● **Page text**
*** Block opens ***

But Kennedy's own economic conservatism was self-limiting. As part of that policy he was determined to control inflation. That led him to pressure the United Steelworkers Union into negotiating a noninflationary wage contract in the spring of 1962. Then ten days after Kennedy squeezed his supporters in organized labor, the chairman of US Steel, Roger Blough, raised the price of steel mill products by $6 a ton, to $176.

Kennedy responded furiously. He called an afternoon press conference where he told the nation: "The American people will find it hard, as I do, to accept a situation in which a tiny handful of steel executives whose pursuit of private power and profit exceeds their sense of public responsibility to show such utter contempt for the interests of 185 million Americans."

Kennedy placed the greed of steel executives within the context of national challenges in Berlin and Vietnam that required a call-up of reservists and their deployment into life-threatening situations.

After the news conference Kennedy leaked a comment he purportedly made in private to one of his Massachusetts confreres: "My father always told me that all businessmen were sons-of-bitches, but I never believed him till now."

But the press conference was just talk to rally the public. He also took some hard-knuckle action. Although Kennedy lacked any statutory authority to curb the price increase, he immediately began to use the full arsenal available to a president.

First, his Defense Secretary, Robert MacNamara, announced that the Defense Department would only grant contracts to steel firms that did not raise prices.

Second, Kennedy prodded the Federal Trade Commission to investigate collusive price fixing in the steel industry.

Third, he told his Treasury Secretary, Douglas Dillon, and the IRS Commissioner, Mortimer Caplin, to launch a tax probe.

Fourth, Kennedy's brother, the Attorney-General, convened a grand jury to investigate the US Steel executives. Robert Kennedy later said, "I told the FBI to interview them all — march into their offices the next day."

Roger Blough caved and rescinded his price increase within 72 hours. But Kennedy, unlike Obama, was not inclined to easily kiss and make up with an adversary.

*** Block closes ***

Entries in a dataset

*** Block opens ***

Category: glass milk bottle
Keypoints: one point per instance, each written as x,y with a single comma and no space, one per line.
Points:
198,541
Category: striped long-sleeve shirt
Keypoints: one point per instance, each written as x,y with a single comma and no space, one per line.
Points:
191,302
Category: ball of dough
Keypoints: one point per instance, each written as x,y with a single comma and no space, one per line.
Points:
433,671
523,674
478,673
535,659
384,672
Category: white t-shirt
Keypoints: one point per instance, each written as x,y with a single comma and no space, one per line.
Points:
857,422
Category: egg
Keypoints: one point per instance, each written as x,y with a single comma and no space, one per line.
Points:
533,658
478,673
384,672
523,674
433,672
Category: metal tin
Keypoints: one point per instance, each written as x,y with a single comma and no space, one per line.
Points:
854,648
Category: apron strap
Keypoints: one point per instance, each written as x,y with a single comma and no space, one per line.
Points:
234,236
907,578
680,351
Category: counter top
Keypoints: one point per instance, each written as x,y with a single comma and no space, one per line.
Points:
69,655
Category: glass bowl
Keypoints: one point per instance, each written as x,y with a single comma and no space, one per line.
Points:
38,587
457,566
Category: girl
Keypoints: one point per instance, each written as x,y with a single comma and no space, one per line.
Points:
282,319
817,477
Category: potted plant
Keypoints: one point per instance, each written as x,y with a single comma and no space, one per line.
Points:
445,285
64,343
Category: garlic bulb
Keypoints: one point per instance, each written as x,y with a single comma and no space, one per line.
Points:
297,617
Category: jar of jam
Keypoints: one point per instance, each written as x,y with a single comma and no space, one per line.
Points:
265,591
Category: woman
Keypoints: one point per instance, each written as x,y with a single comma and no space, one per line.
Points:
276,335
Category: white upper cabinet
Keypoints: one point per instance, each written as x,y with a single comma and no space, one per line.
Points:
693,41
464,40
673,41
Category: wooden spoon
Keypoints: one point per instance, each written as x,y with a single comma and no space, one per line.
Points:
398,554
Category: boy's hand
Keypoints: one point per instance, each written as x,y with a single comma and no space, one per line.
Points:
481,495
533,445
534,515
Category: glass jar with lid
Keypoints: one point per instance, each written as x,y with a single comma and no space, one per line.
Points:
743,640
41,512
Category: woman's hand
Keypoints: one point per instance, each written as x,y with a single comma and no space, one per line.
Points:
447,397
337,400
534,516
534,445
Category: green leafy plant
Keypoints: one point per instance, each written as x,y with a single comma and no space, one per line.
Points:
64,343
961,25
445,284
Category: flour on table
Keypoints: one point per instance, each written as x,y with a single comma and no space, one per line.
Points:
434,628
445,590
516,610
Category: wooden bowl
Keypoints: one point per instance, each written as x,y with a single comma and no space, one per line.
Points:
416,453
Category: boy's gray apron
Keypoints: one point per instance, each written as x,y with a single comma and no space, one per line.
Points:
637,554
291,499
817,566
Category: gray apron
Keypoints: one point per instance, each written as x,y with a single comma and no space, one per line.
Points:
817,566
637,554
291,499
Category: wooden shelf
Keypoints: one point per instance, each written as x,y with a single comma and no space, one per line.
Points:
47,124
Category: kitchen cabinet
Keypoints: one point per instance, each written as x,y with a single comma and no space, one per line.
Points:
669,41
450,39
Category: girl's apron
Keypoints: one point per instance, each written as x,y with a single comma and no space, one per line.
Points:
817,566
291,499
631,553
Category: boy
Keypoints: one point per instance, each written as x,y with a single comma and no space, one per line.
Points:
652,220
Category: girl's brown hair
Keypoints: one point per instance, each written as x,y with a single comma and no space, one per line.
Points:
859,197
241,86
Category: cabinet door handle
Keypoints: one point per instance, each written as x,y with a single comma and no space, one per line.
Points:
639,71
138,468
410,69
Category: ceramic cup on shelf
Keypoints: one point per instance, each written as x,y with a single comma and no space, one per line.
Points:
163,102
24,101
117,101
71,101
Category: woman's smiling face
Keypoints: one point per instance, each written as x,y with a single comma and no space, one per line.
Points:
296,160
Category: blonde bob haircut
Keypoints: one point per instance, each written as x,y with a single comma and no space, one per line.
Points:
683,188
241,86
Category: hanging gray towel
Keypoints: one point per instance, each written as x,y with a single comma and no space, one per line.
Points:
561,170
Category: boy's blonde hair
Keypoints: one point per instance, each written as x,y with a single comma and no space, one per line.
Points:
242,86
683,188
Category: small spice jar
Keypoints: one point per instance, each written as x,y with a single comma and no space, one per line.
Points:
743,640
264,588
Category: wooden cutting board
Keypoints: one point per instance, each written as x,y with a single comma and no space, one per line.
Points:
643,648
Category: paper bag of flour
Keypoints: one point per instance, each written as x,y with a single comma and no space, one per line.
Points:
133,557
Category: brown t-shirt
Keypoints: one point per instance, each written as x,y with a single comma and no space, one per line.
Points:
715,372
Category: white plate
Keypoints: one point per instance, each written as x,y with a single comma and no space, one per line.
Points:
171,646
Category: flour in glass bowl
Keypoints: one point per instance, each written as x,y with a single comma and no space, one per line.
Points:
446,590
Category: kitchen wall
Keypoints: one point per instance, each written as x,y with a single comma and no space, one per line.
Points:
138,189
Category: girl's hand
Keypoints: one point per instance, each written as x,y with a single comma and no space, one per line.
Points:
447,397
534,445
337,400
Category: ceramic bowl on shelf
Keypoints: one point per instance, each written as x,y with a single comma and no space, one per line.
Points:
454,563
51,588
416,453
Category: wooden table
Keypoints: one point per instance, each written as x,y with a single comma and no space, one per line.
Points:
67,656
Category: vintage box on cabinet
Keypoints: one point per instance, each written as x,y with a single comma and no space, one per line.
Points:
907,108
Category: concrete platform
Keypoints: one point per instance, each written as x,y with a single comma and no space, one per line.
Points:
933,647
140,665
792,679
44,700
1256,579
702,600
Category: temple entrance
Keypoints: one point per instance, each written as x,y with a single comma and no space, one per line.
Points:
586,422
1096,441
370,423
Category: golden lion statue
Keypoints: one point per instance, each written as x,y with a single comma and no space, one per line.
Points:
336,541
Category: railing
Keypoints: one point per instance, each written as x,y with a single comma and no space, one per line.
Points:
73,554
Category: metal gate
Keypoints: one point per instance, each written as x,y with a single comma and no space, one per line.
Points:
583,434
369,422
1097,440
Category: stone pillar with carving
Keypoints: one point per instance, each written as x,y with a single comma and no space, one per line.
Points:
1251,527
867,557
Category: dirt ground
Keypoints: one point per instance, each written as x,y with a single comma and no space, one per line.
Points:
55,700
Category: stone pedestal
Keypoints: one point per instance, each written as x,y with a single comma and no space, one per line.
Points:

*** Block closes ***

● **Goal of the exercise**
From the passage on Kennedy and the 1962 steel price increase, return the text from "After the news" to "a tax probe.".

● **Written reply**
After the news conference Kennedy leaked a comment he purportedly made in private to one of his Massachusetts confreres: "My father always told me that all businessmen were sons-of-bitches, but I never believed him till now."

But the press conference was just talk to rally the public. He also took some hard-knuckle action. Although Kennedy lacked any statutory authority to curb the price increase, he immediately began to use the full arsenal available to a president.

First, his Defense Secretary, Robert MacNamara, announced that the Defense Department would only grant contracts to steel firms that did not raise prices.

Second, Kennedy prodded the Federal Trade Commission to investigate collusive price fixing in the steel industry.

Third, he told his Treasury Secretary, Douglas Dillon, and the IRS Commissioner, Mortimer Caplin, to launch a tax probe.